- [READING TEXT]
··········
There were certainly points at which my putative rose blossom seem destined to become a work of Modernist origami called simply "Scrumpled Paper III", but thanks to the helpful advice of our origami mistress it ended up quite respectable, I think:


Meanwhile, have you ever thought about what swords really sound like when being drawn?

And now you know.

That is indeed a quite respectable Kawasaki rose. My first one was nowhere near that shapely.


Thanks - I appreciate that especially coming from you.

thank u

Oh, nice rose!

My carving knives sometimes ring when I pull them out of the wooden knife block, so . . . yeah. But he's got it in the right mainly.

Interesting. Is there any metal in the block at all, for it to zing against?

The rose was a surprise, and had seemed well on the way to disaster five minutes earlier. "From this nettle, danger, we pluck this flower, safety."

No metal; the sound is soft, but it is definitely a metallic zing.

That video is awesome. I thought the katana actually went 'clack.' Not nearly so... dashing and romantic as the fabled ZING!, is it?


That is a lovely sword-drawing demo. I adore it when people are wittily correct.


That is a beautiful origami rose. Very convincingly rose-like.

I am a huge sceptic regarding the idea of "inborn talent". All handicrafts rely on learning some skills and then practising until you can do them reliably and the finished product is consistent. It's so easy to be put off at a young age if people mock your first attempts. That means you don't try again and becomes a self-fulfilling prophecy because unless you practise, you will never master the skills.
··········
- [DATA FOR REVIEW]
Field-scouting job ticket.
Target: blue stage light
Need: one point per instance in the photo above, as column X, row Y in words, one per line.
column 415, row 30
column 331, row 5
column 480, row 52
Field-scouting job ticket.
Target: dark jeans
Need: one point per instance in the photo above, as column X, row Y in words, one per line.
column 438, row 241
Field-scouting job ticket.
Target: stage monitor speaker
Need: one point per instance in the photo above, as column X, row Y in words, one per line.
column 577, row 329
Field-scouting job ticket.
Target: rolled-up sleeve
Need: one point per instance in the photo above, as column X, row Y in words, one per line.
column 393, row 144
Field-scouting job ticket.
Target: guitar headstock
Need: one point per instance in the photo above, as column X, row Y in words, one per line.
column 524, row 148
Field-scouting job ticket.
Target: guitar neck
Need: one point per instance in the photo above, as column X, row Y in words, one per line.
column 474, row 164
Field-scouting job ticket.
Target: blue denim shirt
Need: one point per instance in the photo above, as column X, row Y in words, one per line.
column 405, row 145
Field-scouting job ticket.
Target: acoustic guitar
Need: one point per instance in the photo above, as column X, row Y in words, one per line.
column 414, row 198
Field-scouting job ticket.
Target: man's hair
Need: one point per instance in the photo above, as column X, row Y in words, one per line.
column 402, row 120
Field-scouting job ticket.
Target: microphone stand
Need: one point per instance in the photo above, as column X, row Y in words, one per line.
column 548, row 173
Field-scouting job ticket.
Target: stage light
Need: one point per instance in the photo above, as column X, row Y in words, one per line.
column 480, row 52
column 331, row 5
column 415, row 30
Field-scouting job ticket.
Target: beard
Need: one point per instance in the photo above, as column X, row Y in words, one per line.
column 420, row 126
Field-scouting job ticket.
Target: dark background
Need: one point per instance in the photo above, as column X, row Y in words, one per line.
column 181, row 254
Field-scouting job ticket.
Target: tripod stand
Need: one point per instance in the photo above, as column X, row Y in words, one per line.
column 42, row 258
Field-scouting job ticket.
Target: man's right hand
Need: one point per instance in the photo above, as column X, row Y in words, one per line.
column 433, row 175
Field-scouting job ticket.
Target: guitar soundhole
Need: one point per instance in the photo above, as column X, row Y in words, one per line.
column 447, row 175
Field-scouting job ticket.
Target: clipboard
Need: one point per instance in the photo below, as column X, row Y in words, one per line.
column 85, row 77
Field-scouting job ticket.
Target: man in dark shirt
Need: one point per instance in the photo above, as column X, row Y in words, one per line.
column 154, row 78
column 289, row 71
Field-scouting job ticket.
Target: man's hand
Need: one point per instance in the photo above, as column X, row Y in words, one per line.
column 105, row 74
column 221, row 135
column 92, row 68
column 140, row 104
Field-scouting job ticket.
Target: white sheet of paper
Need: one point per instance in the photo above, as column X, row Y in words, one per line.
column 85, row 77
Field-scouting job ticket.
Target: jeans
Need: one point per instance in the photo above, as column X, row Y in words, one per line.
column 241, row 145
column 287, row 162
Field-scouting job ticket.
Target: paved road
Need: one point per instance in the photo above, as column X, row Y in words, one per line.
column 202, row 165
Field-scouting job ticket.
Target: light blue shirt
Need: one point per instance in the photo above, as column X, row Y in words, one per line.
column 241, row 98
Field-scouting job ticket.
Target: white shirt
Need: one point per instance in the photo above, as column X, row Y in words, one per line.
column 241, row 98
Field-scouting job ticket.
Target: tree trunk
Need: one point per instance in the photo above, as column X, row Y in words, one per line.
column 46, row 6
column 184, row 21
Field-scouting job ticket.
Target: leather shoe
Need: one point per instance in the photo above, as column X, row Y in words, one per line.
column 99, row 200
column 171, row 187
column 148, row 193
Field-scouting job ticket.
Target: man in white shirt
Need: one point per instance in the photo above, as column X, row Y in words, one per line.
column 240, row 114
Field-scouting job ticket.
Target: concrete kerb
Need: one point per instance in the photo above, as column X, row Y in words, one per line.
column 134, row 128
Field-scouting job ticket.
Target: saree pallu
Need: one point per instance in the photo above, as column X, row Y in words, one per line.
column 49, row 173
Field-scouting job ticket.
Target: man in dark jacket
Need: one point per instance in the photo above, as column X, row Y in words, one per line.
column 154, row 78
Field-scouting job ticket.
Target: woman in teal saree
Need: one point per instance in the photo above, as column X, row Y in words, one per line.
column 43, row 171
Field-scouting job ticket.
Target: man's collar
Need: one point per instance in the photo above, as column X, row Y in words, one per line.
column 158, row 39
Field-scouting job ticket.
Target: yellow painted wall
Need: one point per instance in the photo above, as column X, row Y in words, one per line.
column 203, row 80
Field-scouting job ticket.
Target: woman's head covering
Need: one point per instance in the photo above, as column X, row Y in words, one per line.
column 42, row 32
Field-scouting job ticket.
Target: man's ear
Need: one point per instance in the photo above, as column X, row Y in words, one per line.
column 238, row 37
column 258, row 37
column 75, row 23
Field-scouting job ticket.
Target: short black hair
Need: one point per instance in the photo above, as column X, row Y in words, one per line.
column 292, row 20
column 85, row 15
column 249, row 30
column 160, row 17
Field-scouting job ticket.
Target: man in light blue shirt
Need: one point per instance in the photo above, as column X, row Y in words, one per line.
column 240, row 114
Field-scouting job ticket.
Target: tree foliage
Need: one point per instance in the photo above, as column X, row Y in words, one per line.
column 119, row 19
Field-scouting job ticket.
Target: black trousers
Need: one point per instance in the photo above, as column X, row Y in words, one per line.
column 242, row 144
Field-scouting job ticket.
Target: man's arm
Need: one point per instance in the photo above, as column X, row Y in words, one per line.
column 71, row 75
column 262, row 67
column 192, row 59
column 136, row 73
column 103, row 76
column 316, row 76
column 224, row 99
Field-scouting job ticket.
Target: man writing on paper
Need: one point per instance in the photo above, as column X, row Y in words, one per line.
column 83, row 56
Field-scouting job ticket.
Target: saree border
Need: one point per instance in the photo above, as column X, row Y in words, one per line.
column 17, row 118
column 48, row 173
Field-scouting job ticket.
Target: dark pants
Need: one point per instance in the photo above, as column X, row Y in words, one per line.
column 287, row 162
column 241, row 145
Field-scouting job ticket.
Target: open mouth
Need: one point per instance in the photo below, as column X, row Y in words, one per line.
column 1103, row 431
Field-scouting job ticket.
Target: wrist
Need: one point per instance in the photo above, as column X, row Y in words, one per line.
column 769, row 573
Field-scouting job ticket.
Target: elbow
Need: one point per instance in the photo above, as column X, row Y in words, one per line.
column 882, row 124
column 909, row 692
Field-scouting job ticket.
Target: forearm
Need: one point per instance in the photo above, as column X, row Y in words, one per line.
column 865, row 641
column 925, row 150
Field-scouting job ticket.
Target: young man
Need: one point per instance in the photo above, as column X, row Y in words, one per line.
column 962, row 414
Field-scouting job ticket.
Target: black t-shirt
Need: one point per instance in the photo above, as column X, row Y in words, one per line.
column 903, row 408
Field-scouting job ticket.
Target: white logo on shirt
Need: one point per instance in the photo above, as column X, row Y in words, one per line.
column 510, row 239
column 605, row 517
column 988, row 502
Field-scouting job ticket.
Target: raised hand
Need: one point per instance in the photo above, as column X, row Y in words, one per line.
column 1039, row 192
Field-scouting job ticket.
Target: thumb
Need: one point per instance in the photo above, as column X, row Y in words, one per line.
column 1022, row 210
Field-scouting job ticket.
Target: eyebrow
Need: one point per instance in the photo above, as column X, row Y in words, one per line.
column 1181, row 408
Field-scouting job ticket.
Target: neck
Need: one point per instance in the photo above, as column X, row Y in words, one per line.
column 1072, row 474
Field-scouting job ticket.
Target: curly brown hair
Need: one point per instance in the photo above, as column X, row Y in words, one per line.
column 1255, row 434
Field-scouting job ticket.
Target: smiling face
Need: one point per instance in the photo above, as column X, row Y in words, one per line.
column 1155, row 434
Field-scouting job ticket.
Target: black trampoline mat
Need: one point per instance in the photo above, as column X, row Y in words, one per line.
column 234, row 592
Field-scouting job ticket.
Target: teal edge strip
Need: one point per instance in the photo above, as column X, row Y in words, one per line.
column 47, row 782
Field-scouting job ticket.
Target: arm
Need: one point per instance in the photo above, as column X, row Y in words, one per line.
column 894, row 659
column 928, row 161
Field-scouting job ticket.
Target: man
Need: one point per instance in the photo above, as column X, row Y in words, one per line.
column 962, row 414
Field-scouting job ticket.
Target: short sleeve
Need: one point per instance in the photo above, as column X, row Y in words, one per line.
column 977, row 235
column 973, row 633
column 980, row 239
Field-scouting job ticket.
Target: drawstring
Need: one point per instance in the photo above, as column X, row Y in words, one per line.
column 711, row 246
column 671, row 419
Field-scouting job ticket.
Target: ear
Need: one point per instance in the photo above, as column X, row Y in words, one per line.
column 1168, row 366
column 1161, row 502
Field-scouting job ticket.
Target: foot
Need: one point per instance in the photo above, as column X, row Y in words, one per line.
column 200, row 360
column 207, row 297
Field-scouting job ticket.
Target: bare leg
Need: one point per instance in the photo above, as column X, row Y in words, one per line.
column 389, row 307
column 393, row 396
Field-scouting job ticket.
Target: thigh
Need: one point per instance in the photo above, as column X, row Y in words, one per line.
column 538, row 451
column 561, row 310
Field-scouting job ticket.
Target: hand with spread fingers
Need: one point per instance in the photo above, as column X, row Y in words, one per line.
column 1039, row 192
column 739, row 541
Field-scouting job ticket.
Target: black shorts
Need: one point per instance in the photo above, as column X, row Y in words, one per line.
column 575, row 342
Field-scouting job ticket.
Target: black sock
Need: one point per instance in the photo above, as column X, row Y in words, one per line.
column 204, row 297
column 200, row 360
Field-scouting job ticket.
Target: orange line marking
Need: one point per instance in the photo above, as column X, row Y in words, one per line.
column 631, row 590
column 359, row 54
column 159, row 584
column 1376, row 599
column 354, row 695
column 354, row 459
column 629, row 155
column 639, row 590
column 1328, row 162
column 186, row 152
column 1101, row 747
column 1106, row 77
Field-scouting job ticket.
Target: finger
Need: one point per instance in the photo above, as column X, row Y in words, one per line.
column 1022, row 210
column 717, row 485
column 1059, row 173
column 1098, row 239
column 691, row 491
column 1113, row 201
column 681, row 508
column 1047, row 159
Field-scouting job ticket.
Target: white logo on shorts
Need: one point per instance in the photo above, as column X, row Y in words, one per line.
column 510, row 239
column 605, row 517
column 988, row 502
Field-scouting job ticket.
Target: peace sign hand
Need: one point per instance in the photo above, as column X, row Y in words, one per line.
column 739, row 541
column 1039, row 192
··········
- [WORK ITEM] In the origami rose post above, what kind of rose does one commenter call the finished rose?

- [PROBLEM SOLUTION] A Kawasaki rose.